» The request
Express the records in the part that opens with the line containing "Tag every instance of the black trouser" and closes with the line containing "x=1187 y=435" as a two-column CSV with the header row input,output. Give one row per record, with its text and its answer each in a single quoted field and any line breaks replaced by spaces.

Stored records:
──────────

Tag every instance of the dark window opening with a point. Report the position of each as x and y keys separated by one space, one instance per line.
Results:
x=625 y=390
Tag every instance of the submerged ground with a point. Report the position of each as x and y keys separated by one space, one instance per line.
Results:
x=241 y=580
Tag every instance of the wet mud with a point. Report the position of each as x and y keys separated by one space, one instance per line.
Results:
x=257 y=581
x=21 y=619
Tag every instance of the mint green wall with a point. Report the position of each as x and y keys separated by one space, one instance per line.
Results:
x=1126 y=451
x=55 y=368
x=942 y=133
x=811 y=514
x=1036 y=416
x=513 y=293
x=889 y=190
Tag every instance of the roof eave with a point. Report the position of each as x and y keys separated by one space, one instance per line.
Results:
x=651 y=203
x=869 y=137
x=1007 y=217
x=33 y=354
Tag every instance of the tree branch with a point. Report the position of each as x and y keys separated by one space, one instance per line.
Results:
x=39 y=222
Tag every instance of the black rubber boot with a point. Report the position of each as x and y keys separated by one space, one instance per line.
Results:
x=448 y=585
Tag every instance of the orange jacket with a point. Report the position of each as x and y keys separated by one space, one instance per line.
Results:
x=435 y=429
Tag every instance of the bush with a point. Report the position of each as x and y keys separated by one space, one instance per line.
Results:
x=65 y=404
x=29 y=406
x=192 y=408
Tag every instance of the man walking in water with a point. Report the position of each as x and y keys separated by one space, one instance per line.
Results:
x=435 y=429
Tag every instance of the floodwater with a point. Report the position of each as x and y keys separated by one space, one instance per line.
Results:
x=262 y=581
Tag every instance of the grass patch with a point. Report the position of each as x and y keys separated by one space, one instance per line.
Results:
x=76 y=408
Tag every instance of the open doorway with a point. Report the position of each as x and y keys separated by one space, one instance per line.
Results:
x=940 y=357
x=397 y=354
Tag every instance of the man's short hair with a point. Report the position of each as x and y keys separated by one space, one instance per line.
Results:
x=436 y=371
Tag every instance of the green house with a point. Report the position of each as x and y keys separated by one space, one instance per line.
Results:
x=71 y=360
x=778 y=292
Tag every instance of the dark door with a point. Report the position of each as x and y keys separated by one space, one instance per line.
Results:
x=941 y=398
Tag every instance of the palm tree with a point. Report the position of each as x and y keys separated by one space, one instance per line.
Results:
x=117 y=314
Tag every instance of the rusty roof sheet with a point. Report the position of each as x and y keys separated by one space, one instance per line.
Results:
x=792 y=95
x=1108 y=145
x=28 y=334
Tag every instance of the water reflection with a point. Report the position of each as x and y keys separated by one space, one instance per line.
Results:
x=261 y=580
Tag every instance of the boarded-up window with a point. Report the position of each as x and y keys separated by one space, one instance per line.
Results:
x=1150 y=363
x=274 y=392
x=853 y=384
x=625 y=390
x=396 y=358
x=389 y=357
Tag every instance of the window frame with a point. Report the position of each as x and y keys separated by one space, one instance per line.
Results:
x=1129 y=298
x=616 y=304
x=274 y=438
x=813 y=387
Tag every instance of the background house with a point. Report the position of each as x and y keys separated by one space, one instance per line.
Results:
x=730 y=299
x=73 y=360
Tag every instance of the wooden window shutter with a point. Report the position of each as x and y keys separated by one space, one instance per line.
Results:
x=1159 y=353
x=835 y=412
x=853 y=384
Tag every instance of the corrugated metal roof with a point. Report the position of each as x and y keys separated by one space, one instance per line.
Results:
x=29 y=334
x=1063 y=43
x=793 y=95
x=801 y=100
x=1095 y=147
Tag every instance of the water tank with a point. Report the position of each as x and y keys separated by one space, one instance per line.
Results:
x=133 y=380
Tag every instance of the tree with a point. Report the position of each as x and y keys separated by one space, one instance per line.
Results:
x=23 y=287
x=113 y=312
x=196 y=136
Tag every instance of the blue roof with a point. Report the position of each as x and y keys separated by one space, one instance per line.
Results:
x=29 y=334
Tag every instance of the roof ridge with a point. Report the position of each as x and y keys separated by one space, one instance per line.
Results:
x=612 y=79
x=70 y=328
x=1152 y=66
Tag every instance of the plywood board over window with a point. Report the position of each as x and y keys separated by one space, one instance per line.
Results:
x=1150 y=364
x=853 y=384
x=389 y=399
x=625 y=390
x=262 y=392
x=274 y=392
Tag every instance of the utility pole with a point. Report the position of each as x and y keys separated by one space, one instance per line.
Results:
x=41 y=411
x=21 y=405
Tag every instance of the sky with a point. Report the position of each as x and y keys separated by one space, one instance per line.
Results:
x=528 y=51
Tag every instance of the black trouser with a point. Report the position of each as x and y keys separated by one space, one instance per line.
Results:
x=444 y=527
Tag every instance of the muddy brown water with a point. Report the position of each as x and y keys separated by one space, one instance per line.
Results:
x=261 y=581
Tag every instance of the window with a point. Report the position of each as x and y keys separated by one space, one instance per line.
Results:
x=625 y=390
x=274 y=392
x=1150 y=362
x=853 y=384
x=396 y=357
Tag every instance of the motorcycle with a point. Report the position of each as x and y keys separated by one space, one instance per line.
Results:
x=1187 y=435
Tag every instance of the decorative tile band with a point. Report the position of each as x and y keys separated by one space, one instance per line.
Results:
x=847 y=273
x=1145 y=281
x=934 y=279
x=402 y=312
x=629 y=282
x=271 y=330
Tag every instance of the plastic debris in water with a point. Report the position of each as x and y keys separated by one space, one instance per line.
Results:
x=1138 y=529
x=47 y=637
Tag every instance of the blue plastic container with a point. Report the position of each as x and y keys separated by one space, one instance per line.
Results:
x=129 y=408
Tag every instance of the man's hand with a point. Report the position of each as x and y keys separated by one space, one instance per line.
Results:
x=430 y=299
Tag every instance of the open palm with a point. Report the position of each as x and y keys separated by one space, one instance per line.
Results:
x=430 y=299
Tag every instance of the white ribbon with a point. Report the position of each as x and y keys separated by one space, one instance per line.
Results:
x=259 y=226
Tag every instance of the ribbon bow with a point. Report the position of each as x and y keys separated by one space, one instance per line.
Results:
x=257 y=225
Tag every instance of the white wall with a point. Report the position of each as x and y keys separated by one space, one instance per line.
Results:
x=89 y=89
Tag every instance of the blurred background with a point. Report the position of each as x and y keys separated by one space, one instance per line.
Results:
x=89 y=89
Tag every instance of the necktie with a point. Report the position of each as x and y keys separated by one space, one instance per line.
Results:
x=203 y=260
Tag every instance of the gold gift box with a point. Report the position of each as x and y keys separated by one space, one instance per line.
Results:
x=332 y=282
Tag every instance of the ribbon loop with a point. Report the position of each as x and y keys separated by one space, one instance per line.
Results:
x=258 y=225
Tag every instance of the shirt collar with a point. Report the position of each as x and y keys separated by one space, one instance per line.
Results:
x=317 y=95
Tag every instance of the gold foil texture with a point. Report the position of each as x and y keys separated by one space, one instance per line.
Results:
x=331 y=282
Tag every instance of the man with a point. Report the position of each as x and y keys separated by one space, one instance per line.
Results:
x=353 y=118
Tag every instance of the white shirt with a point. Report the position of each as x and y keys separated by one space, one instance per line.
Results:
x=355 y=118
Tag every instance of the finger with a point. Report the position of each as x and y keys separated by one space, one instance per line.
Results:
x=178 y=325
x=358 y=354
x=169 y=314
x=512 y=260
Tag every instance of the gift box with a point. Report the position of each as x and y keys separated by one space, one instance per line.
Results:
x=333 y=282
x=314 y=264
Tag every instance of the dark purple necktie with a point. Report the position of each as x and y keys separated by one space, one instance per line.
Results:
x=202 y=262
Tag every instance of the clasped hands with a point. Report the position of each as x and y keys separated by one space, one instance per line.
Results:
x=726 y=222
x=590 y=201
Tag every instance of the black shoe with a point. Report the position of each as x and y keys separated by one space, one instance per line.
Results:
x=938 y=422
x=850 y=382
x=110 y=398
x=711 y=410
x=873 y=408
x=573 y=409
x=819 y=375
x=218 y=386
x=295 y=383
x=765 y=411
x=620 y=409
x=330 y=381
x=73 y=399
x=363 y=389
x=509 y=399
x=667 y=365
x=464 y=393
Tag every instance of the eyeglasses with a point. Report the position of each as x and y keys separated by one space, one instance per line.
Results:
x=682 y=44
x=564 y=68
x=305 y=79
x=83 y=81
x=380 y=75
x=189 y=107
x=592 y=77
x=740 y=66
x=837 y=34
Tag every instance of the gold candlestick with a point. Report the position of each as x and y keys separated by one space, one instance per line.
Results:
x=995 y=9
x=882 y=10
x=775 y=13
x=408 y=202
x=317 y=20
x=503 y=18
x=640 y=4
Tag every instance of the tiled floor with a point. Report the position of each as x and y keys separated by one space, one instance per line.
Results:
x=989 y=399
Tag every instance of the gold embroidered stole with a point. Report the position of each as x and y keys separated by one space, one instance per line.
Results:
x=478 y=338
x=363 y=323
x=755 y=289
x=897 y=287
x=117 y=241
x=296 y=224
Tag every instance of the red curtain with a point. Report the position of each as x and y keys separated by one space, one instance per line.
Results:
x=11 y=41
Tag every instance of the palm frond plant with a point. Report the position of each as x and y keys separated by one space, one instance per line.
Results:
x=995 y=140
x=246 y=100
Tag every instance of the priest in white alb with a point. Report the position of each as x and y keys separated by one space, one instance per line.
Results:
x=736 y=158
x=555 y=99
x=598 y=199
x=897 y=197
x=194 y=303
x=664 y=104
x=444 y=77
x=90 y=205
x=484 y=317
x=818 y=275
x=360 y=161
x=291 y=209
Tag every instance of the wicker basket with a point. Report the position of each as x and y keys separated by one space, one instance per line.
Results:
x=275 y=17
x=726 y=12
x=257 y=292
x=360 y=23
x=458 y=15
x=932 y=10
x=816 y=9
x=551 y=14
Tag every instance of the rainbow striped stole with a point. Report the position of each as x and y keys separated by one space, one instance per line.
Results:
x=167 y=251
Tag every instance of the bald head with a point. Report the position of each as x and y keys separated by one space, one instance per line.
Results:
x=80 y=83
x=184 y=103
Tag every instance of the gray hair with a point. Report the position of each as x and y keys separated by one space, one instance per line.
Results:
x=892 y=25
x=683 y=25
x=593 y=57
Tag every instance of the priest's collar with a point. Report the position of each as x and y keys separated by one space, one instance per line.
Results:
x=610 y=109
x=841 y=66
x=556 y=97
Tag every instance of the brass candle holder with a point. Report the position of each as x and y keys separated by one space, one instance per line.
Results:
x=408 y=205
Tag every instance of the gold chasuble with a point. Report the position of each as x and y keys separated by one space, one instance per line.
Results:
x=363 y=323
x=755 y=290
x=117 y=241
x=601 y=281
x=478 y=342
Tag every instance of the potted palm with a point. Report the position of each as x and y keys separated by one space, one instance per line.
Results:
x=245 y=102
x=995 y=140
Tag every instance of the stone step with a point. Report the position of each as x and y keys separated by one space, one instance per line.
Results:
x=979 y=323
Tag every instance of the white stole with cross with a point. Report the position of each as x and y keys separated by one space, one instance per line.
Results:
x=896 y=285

──────────

» Answer to this problem
input,output
"Tag every instance of the black trouser with a point. Report the position of each as x and y keys separated by one space, one instance per line. Results:","x=444 y=527"
"Tag every instance of the muddy brown water with a point. Report the position of each as x and y keys separated by one space, one instance per line. Results:","x=261 y=581"
"Tag every instance of the window with a point. Report the position of each as x and y keys separated by one space, one instance per line. Results:","x=625 y=390 x=274 y=392 x=1150 y=362 x=853 y=384 x=396 y=357"
"Tag every instance of the motorcycle with a point. Report the position of each as x and y keys separated by one space, one instance per line. Results:","x=1187 y=435"